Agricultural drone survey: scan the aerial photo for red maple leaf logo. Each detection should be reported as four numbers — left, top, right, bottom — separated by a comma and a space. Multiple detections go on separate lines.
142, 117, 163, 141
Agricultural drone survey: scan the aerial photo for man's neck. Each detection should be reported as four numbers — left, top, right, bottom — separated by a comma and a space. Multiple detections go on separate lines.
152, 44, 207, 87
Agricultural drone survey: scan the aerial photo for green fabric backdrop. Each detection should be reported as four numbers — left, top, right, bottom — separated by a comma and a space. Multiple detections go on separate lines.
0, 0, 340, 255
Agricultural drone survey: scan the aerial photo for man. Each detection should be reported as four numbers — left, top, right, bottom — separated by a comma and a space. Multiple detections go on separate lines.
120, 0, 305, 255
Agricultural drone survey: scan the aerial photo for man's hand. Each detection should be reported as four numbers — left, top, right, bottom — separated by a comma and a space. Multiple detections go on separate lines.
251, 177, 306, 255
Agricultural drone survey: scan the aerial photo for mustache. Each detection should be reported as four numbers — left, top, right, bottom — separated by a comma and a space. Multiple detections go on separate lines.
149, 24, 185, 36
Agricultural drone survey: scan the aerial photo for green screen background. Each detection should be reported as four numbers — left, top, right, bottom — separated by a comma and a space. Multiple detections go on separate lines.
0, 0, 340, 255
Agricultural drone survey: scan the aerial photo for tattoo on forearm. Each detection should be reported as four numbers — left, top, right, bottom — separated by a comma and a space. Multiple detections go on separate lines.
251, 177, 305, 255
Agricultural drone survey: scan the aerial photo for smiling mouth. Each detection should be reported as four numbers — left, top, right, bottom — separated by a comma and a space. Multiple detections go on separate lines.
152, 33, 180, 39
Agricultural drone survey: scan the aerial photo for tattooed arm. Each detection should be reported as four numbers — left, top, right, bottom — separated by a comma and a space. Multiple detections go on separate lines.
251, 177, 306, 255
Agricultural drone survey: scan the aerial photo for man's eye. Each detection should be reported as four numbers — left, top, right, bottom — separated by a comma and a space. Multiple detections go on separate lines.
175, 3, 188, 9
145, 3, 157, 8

━━━━

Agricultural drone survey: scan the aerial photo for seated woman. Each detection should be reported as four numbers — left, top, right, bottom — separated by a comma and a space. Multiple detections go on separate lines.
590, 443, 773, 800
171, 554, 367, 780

━━━━

## What the task requires:
Replace "man's neck" with "man's shoulder" in the part of the material that opens with the line containing "Agricultural drone survey: scan the aerial photo for man's neck." and closes with the line containing "152, 44, 207, 87". Give back only that part, with everything else unchanged.

## Correct response:
Agricultural drone survey: scan the aerial photo for man's shoulder. Each detection should be reported as four numbers — left, top, right, bottom — separated by a comma and a space. Multiple detections go on separate lines.
152, 44, 207, 87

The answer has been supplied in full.